**TAREFAS A EXECUTAR:**
a – Segundo a crônica sobre a moeda de 10 cruzeiros, em que lugar a neta encontrou a moeda?
b – Liste todos os exemplos que a crônica sobre a moeda de 10 cruzeiros dá de coisas que "precisam ser registradas".
c – Escreva a continuação da crônica sobre a moeda de 10 cruzeiros, começando logo após a última frase apresentada.

Minha neta achou uma velha moeda de 10 cruzeiros na praia. Sem muita noção de dinheiro, pensou que tinha descoberto um tesouro. Coisa valiosa, apressou-se em dizer o irmão. Com a pratinha na mão, quis compartilhar com um amigo da escola a excitação de ter uma suposta raridade. Na hora de pegar o ônibus escolar, cadê o tesouro? Procura daqui, fuça dali, e nada. Frustrada, ligou para nós. Vocês não teriam, por acaso, uma moeda de 10 cruzeiros? Explicamos que aquilo já tinha perdido valor há muito tempo, era pouco provável que tivéssemos conservado alguma. Suspiro do outro lado da linha. Puxa, se eu contar para o meu amigo que descobri a moeda mas não mostrar, ele não vai acreditar. Sem querer e de forma ingênua, ela fotografou o espírito de uma época. Tudo precisa ser registrado, da comida que se comeu à grama que se pisou, da fila que se enfrentou ao par de óculos que se comprou. É como se as pessoas aceitassem, voluntariamente, expandir o número de poros, escoando através deles cada fiapo de privacidade. Na impossibilidade de fotografar ou guardar no bolso a tristeza, a história se resume a sensações leves e passageiras. Ter “apenas” uma experiência, sem exibi-la, virou heresia.

Faz pouco, o publicitário Marcello Serpa lembrou de um cartoon do ilustrador francês Jean-Jacques Sempé. Um casal assistia, encantado, um magnífico pôr de sol no mar. A paisagem despertava sentidos desconhecidos, intraduzíveis. O homem, então, empunhava uma câmera de vídeo (eram os anos 90) e passava a filmar a maravilha cósmica. Ato contínuo, dizia à mulher: “Não vejo a hora de ver isso na nossa TV em casa”. Não te traz à retina, paciente leitor, a surradíssima cena dos pascácios que gravam no celular a celebração de um gol no Maracanã? Substituem a vivência completa da alegria na arquibancada, onde desconhecidos se abraçam, pulam e ficam roucos de paixão, por meia dúzia de imagens opacas e perfeitamente descartáveis. É, mais uma vez, o espírito da época.

**REGISTROS FORNECIDOS:**
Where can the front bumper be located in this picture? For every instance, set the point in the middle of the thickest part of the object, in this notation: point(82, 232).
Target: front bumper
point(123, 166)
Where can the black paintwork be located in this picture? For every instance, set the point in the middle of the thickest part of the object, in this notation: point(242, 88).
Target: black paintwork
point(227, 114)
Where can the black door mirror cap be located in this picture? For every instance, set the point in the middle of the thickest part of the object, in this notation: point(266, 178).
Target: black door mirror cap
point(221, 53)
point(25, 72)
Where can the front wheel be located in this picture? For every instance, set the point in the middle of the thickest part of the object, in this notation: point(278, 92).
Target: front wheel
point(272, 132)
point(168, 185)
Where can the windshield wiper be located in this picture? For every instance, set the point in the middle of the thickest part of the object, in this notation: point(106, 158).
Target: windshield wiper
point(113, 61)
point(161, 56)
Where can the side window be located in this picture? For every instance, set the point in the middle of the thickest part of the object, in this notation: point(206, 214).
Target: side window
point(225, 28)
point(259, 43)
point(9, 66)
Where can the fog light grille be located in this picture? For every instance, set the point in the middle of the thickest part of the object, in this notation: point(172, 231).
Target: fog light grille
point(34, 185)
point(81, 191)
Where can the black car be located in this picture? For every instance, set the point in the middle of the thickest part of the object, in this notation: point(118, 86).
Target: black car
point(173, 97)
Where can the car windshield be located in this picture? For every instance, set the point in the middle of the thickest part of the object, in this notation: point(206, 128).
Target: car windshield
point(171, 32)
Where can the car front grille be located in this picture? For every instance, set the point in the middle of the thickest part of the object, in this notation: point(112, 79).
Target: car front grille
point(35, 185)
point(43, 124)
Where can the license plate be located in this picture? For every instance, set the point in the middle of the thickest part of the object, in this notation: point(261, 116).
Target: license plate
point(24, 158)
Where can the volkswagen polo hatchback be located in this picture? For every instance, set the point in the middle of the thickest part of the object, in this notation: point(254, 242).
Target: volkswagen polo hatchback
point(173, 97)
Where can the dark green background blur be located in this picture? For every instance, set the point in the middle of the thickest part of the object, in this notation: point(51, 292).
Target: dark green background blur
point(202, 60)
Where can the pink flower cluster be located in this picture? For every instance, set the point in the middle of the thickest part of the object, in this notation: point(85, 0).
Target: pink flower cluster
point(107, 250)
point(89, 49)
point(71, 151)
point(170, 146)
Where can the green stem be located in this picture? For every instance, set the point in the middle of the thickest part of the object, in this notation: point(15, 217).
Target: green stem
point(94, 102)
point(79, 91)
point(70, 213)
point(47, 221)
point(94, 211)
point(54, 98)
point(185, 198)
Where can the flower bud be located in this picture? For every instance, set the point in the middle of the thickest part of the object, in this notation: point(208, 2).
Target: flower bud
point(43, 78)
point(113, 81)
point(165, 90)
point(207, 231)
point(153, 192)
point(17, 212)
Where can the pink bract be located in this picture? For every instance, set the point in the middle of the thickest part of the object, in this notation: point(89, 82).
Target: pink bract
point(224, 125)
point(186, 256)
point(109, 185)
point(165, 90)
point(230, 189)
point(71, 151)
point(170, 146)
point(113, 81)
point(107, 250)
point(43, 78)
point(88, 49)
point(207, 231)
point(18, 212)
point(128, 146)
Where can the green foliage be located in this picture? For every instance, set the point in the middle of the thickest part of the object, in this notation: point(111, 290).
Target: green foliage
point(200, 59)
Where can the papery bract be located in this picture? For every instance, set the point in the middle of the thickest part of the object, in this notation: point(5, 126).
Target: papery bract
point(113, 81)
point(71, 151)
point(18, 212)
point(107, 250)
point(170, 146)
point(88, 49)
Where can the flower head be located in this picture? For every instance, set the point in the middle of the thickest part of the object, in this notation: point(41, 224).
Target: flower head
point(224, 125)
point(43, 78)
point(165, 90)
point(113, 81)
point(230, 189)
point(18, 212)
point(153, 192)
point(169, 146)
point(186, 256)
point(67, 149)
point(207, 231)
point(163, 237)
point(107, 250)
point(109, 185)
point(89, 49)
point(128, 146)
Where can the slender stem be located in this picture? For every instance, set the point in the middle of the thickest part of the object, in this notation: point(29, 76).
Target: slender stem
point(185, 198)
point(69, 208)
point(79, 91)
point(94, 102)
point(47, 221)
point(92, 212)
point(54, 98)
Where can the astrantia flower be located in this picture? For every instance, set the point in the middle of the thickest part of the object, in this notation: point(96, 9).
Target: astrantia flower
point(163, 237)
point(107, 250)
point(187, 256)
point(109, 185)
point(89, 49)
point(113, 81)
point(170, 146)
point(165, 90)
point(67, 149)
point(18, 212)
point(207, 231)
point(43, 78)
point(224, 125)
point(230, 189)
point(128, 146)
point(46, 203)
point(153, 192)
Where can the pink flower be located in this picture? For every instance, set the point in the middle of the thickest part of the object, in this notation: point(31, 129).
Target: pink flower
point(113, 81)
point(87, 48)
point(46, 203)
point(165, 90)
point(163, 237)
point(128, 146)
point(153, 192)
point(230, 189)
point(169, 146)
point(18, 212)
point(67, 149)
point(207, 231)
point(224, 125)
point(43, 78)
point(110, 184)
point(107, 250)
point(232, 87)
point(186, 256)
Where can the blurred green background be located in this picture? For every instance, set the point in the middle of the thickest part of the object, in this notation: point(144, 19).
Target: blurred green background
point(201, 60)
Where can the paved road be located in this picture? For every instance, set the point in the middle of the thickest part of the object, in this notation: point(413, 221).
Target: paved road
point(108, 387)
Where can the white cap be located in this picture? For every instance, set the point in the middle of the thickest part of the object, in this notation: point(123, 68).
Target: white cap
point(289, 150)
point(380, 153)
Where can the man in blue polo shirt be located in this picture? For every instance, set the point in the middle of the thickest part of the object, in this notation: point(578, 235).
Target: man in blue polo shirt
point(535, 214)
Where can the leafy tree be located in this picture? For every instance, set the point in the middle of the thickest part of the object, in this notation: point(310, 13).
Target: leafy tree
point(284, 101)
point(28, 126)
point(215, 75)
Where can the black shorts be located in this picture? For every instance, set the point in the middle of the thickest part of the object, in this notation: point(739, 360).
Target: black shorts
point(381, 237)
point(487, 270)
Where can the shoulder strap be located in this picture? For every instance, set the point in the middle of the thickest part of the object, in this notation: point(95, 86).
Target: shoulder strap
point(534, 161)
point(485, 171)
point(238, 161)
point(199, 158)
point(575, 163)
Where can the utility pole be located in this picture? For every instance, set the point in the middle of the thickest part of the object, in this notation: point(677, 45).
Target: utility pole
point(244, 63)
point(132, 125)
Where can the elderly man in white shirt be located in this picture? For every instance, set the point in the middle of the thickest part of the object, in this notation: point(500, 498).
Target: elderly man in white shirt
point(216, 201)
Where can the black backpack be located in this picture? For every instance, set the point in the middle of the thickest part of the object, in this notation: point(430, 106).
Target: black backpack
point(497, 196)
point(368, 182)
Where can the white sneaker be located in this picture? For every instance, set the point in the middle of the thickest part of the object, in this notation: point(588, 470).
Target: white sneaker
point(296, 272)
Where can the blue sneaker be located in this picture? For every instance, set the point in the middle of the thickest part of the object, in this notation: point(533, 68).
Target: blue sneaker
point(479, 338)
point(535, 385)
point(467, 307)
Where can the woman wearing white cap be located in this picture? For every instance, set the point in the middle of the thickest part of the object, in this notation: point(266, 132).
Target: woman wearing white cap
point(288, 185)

**RESPOSTAS ESCRITAS:**
a – Na praia.

b –
- A comida que se comeu
- A grama que se pisou
- A fila que se enfrentou
- O par de óculos que se comprou

c –
Não sou exatamente entendido em redes sociais, a mais perfeita tradução da fugacidade contemporânea. Sempre cheguei atrasado nas novidades tecnológicas. Resisti a usar CDs, mesmo quando eles já frequentavam altas e baixas rodas. Aderi ao computador e ao celular para não justificar o rótulo de pré-histórico, embora reconheça que mereço o título em outros departamentos. No Facebook desembarquei como solução de emergência para dialogar através dos meus textos. Por mal-entendidos, relacionados com possível censura, acabara de ser banido do site Carta Maior, que os publicava. Como opção inegociável, não revelo nomes, imagens e pormenores de familiares e de minha vida social. Não compreendo a busca frenética, e quase sempre ilusória, por notoriedade. Certas “informações” que circulam no espaço virtual ressuscitam o tempo em que, ainda garoto, eu lia os Mexericos da Candinha, na Revista do Rádio. Ih, menina, nem te conto!

Na última coluna do Gregório Duvivier ele fala do Instagram, espaço que não frequento. Ouvi dizer que é lá o paraíso das imagens. O Greg observa que “nos stories dali todo o mundo está se divertindo mais do que você”. Se é assim mesmo, ficam execrados os momentos de introspecção, de silêncio, de dúvida, de vazio. Quem necessita de uma máscara que aparenta felicidade e esconde toda sorte de turbulência? Ao que parece, bilhões de pessoas. Tenho a impressão de que está em vigor uma velha superstição: não fale em coisas ruins, atrai “energias negativas”.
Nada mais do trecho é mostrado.